Goal
Make an exact copy of the entries below with the pictures removed.

(Region labeling entries)
------------------------------------

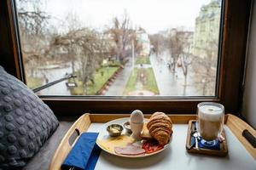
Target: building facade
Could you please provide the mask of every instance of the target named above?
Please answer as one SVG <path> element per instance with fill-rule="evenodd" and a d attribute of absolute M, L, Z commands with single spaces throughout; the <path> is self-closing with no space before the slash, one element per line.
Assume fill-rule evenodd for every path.
<path fill-rule="evenodd" d="M 218 55 L 220 14 L 221 3 L 218 0 L 212 0 L 201 8 L 195 26 L 193 49 L 195 56 L 206 58 L 209 54 L 212 57 Z"/>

------------------------------------

Solution to the exercise
Target: building facade
Could you please provide the mask of every instance of the target named above?
Please answer as one SVG <path> element per instance with fill-rule="evenodd" and a d attribute of absolute M, L, Z commands with single spaces throughout; the <path> is self-closing with no space before the slash, one element per line.
Assume fill-rule evenodd for every path.
<path fill-rule="evenodd" d="M 218 55 L 220 14 L 221 3 L 218 0 L 212 0 L 201 8 L 195 26 L 193 49 L 195 56 L 206 58 L 209 54 L 212 57 Z"/>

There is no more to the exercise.